_Set tasks:_
[1] Answer each question from the Cheng appeal opinion below.
(a) On what date was the judgment of conviction entered?
(b) On what date was Cheng arrested in Hong Kong?
(c) Which paragraph of the cooperation agreement says the government will advise the sentencing court of Cheng's cooperation?
[2] Turn the paragraph of the Cheng appeal opinion that begins "Defendant-appellant, Cheng Ah-Kai, appeals" into a bulleted list. Keep its main facts.
++++ Source passage
Defendant-appellant, Cheng Ah-Kai, appeals from a judgment of conviction entered on February 1, 1991 in the United States District Court for the Eastern District of Neve York (Nickerson, J.), after a plea of guilty to a charge of importing more than one kilogram of heroin into the United States, in violation of 21 U.S.C. § 952(a) and § 960(b)(1)(A). Prior to sentencing, the United States Attorney moved for downward departure from the sentence established in the United States Sentencing Guidelines (“U.S.S.G.” or “sentencing guidelines”) for Cheng’s “truthful, forthright and important” cooperation with the government. Although Cheng argued for a sentence below the statutory minimum, the district court reluctantly agreed with the government that because the motion was made under U.S.S.G. § 5K1.1, it did not have the authority to depart below the statutory minimum sentence. The district court was in accord with the government’s argument that departure below the statutory minimum must be preceded by a government motion made specifically under the authоrity of 18 U.S.C. § 3553(e). We reject the government’s argument, vacate the judgment of the district court, and remand for resentencing.
BACKGROUND
On January 26, 1988, as the result of an undercover investigation by the Drug Enforcement Administration, Cheng was arrested in Hong Kong for participating in a scheme to import approximately 30 kilo *491 grams of heroin into the United States. Cheng was extradited to the United States on May 11, 1988 for prosecution.
On June 6, 1988, Cheng executed a preliminary cooperation agreement with the government. The cooperation agreement provided, inter alia, that “Mr. Cheng agrees to be fully debriefed concerning his knowledge of, and participation in, narcotics trafficking activities in the United States, Hong Kong, ... and elsewhere.” The cooperation agreement stated in paragraph 9 that
[the government], prior to sentencing, will advise the sentencing court of the nature and extent of Mr. Cheng’s cooperation. Further, at the time of sentеncing, if Mr. Cheng has fullfilled the terms of his cooperation, the government will request that the sentencing court depart from the sentencing guidelines.
++++++++
++++ Record excerpts
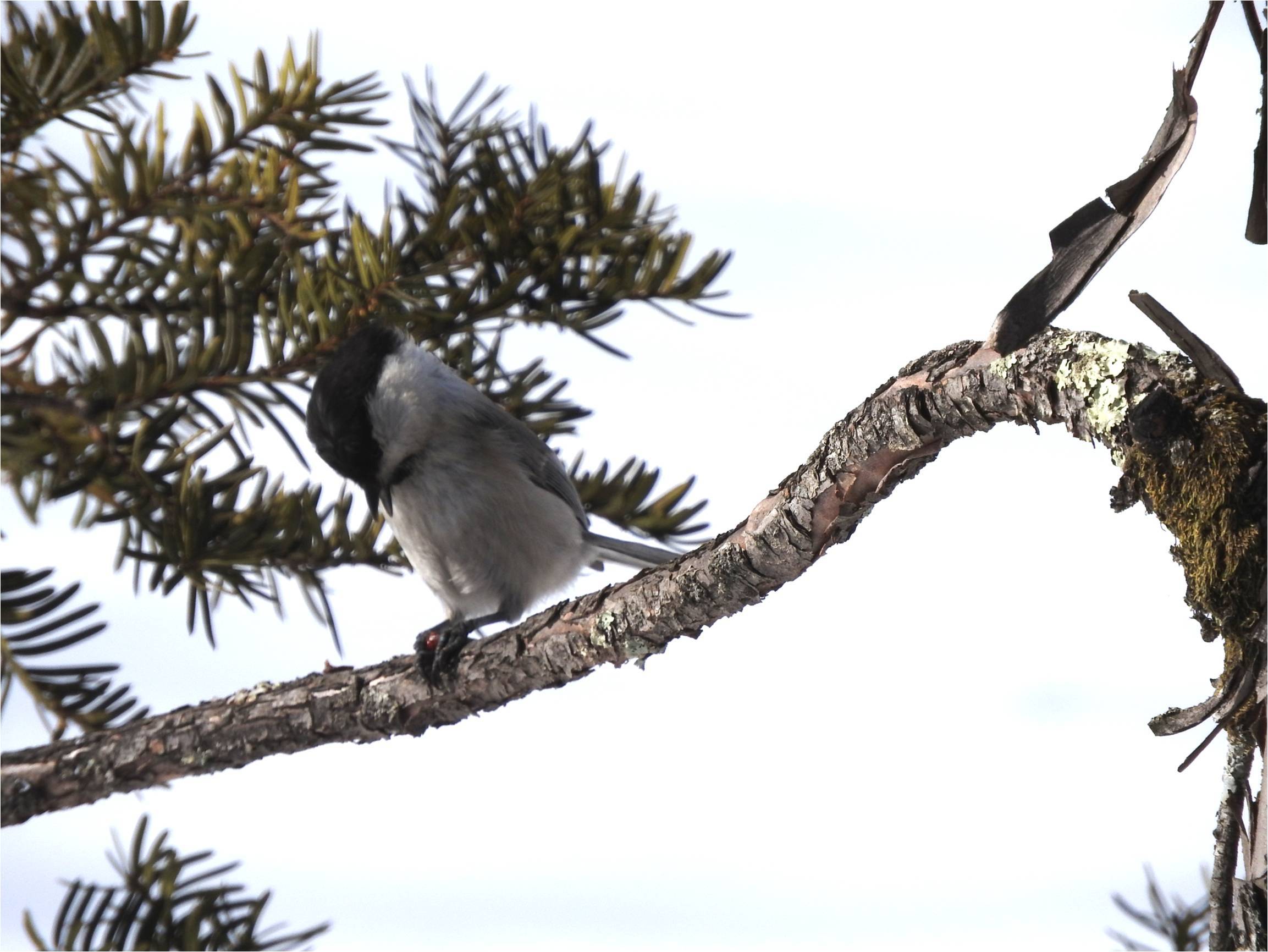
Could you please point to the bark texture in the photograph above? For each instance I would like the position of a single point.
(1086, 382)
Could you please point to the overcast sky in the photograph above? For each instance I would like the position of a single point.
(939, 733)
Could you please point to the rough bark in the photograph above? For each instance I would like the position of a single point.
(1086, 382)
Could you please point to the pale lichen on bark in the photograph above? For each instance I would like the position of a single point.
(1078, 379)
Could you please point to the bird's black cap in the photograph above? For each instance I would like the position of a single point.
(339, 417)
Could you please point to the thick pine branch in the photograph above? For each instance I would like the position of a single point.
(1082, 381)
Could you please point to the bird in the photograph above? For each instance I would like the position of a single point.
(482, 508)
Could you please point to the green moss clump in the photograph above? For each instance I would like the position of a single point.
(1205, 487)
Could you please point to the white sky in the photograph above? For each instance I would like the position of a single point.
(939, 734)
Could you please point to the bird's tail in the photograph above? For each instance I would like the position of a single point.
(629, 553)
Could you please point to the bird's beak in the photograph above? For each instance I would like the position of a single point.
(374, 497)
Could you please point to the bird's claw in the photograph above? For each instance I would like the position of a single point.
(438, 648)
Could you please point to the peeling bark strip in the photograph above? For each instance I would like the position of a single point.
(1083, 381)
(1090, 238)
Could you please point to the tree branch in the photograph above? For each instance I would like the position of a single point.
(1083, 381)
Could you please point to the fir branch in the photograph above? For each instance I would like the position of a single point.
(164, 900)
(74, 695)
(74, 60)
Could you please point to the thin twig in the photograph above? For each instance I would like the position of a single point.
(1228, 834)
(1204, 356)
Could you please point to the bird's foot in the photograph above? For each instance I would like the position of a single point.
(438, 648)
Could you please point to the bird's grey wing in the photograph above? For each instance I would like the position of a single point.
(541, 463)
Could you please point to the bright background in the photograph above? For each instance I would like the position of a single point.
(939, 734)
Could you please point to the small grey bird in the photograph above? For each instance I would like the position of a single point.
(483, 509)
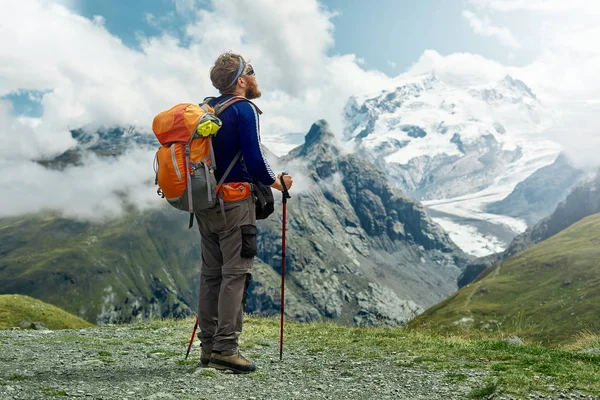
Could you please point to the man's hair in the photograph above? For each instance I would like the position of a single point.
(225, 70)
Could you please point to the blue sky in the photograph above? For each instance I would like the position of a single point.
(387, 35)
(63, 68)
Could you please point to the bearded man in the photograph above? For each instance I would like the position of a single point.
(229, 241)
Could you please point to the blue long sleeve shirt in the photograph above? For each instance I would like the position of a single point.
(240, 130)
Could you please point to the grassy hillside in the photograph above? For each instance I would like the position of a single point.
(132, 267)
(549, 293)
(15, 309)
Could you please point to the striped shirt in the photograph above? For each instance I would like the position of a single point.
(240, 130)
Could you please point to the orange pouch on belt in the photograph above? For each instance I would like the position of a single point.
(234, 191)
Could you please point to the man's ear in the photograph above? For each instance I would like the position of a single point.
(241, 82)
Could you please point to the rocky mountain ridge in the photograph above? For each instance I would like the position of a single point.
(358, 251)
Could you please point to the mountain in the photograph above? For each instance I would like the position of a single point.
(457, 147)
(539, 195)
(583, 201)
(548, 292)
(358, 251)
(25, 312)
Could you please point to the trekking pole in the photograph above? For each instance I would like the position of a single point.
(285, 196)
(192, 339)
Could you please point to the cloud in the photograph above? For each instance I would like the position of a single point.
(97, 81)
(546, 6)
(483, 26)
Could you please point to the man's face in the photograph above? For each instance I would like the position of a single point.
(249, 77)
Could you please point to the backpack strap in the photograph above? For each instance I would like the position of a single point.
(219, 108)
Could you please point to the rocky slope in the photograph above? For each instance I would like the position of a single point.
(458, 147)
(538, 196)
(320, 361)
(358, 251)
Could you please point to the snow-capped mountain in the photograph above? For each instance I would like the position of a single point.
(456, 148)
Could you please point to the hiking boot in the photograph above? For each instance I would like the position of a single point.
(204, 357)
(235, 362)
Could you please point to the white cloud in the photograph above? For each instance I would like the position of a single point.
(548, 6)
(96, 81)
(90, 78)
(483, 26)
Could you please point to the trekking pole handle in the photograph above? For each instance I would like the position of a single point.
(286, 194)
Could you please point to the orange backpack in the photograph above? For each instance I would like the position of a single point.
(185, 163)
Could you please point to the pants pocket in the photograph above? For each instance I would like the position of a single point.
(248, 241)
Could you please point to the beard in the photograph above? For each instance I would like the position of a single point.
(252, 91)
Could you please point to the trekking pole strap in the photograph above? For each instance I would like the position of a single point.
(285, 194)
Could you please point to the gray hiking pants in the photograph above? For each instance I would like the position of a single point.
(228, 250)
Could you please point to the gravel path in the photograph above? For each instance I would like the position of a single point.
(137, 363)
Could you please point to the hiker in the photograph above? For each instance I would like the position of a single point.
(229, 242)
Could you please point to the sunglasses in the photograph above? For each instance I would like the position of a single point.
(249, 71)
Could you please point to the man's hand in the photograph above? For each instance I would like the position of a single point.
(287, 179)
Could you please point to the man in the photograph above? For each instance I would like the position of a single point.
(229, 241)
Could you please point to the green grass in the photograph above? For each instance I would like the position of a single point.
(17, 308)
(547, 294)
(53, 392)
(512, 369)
++++++++
_Answers by task:_
[1]
(a) February 1, 1991
(b) January 26, 1988
(c) Paragraph 9

[2]
- Cheng Ah-Kai appeals a judgment of conviction entered on February 1, 1991, by the district court (Nickerson, J.). The conviction followed his guilty plea to importing more than one kilogram of heroin into the United States, in violation of 21 U.S.C. § 952(a) and § 960(b)(1)(A).
- Before sentencing, the United States Attorney moved for a downward departure from the sentencing guidelines because of Cheng's "truthful, forthright and important" cooperation.
- Cheng argued for a sentence below the statutory minimum. The district court reluctantly agreed with the government that, because the motion was made under U.S.S.G. § 5K1.1, the court lacked authority to go below that minimum.
- The district court accepted the government's argument that a departure below the statutory minimum requires a government motion made specifically under 18 U.S.C. § 3553(e).
- The appeals court rejects that argument, vacates the judgment, and remands for resentencing.